> Document passage
#####

The Union contends that the award is contrary to law because "the Arbitrator misapplied and misinterpreted an Agency rule which is contrary to the Government-[w]ide Regulations, when he found that he could not apply that past experience and denied the grievance." Exceptions at 1-2.
The Union argues that the Agency's regulation "authorizes 'highest previous rate' for recent and directly-related experience which will clearly and favorably impact performance in the new position." Id. at 2. The Union also argues that nothing in the Agency's regulation "requires a three (3) year limitation on directly related experience to the new duties." Id. (emphasis deleted).
The Union notes that Federal Personnel Manual (FPM) chapter 531, subchapter 2-4, a Government-wide regulation, "states the specific requirements for applying the 'highest previous rate'" and argues that this regulation does not require a 3-year bar. Id. at 2-3. The Union argues that "[t]he [G]overnment-wide regulation is the rule that should govern in applying the 'highest previous rate[.']" Id. at 3.
IV. Analysis and Conclusions
We conclude that the Union has failed to establish that the award is deficient.
Absent circumstances not relevant in this case, an arbitration award that conflicts with a governing agency rule or regulation will be found deficient under section 7122(a)(1) of the Statute. U.S. Department of the Treasury, Internal Revenue Service, Ogden Service Center, Ogden, Utah and National Treasury Employees Union, Chapter 67, 42 FLRA 1034, 1056 (1991) (citing U.S. Department of the Army, Fort Campbell District, Third Region, Fort Campbell, Kentucky and American Federation of Government Employees, Local 2022, 37 FLRA 186 (1990)).
We find that the Union has failed to establish that the Arbitrator's award conflicts with OAD P 5410.1. It is clear that the Union's interpretation of the Agency's regulation differs from that of the Arbitrator. The Arbitrator determined that, under the regulation, only credit for recent experience--that is, experience within the prior 3 years--can be used to grant the highest previous rate. The Union has not shown that the Arbitrator's interpretation conflicts with the Agency's regulation. Therefore, we find that the Union has not demonstrated that the Arbitrator's finding, that the grievant's experience was not recent because it was not gained within the prior 3 years, is inconsistent with the Agency's regulation. See, for example, U.S. Department of Veterans Affairs, Medical Center, Atlanta, Georgia and National Federation of Federal Employees, Local 2102, 44 FLRA 427, 433 (1992); U.S. Department of Defense, Dependent Schools and Overseas Education Association, 37 FLRA 226, 233 (1990), affirmed mem. sub nom. Hartmann v. FLRA, No. 90-2699 (D.D.C. Apr. 10, 1991).
Furthermore, the Union fails to demonstrate that FPM chapter 531, subchapter 2-4 provides any basis for finding the award deficient. That provision states, in part, that "[w]hen an employee moves into a position by any means other than [a] new appointment, he/she may be paid at any rate for his/her grade which does not exceed his/her highest previous rate[.]" FPM chapter 531, subchapter 2-4a.
The Union has not established, and it is not apparent to us, that the provision requires an agency to pay an employee at the highest previous rate or that it precludes an agency from establishing time limits governing the applicability of the employee's previous experience. Accordingly, we find nothing in the award that establishes that the award is inconsistent with FPM chapter 531, subchapter 2-4.
Accordingly, we will deny the Union's exceptions.
The Union's exceptions are denied.
(If blank, the decision does not have footnotes.)

#####

> Natural-language descriptions of regions
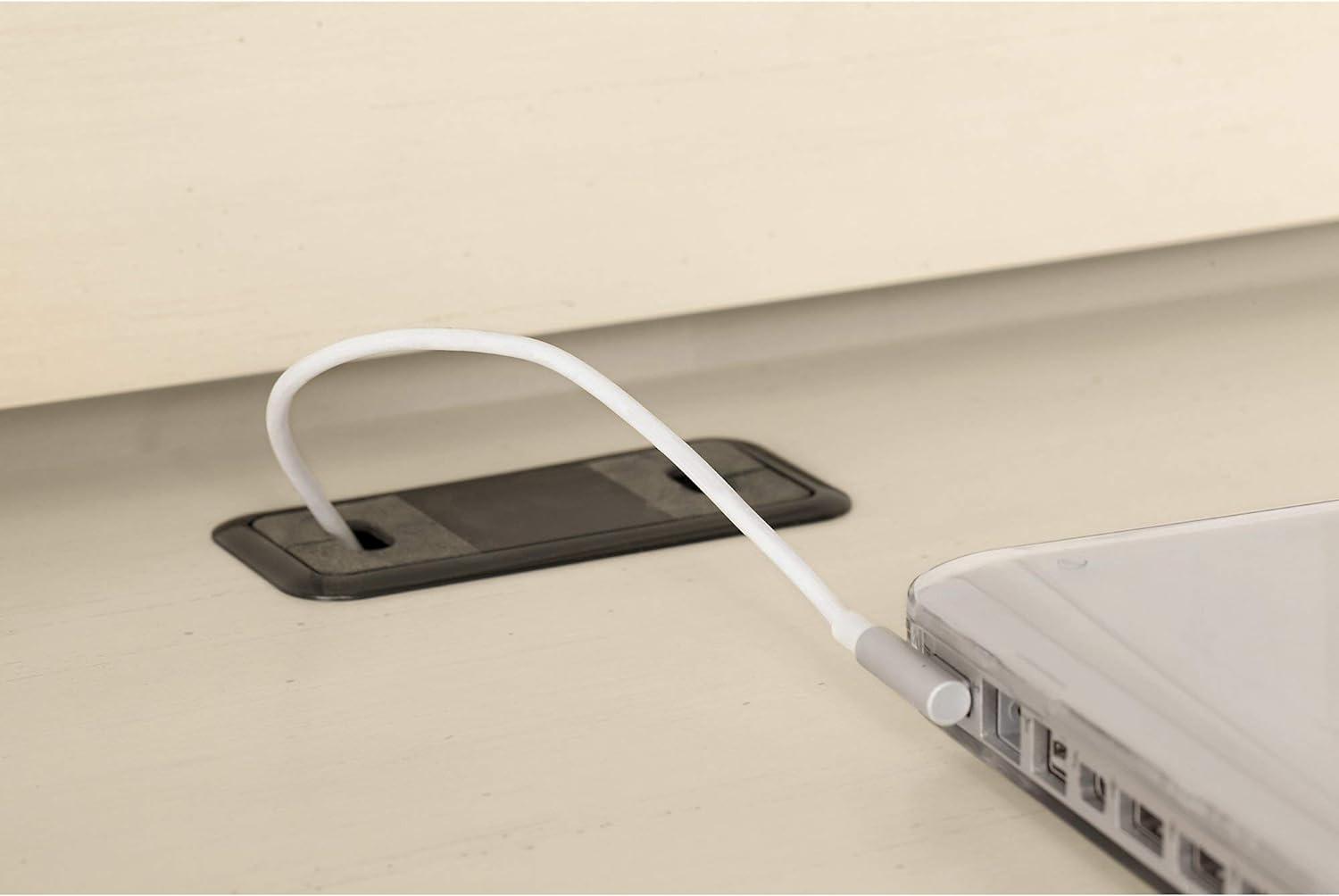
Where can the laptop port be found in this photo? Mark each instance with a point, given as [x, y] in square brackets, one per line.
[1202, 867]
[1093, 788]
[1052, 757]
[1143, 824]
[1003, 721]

#####

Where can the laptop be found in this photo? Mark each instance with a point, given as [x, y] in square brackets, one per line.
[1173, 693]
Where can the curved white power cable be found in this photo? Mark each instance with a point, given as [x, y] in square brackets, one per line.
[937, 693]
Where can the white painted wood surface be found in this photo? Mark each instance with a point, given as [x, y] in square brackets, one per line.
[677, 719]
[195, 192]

#####

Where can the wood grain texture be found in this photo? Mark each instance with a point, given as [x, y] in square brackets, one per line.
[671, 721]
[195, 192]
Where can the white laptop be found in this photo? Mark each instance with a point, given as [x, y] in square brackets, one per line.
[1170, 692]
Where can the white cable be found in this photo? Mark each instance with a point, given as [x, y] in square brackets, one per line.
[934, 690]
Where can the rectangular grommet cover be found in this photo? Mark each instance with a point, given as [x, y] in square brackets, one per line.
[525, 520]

#####

> Assignment 1
In the arbitration decision, what period did the Arbitrator treat as recent experience?
> Assignment 2
Reproduce the part of the arbitration decision that opens with the words containing "The Union has not established, and" and closes with "531, subchapter 2-4.".

> Task answer 1
Experience within the prior 3 years.

> Task answer 2
The Union has not established, and it is not apparent to us, that the provision requires an agency to pay an employee at the highest previous rate or that it precludes an agency from establishing time limits governing the applicability of the employee's previous experience. Accordingly, we find nothing in the award that establishes that the award is inconsistent with FPM chapter 531, subchapter 2-4.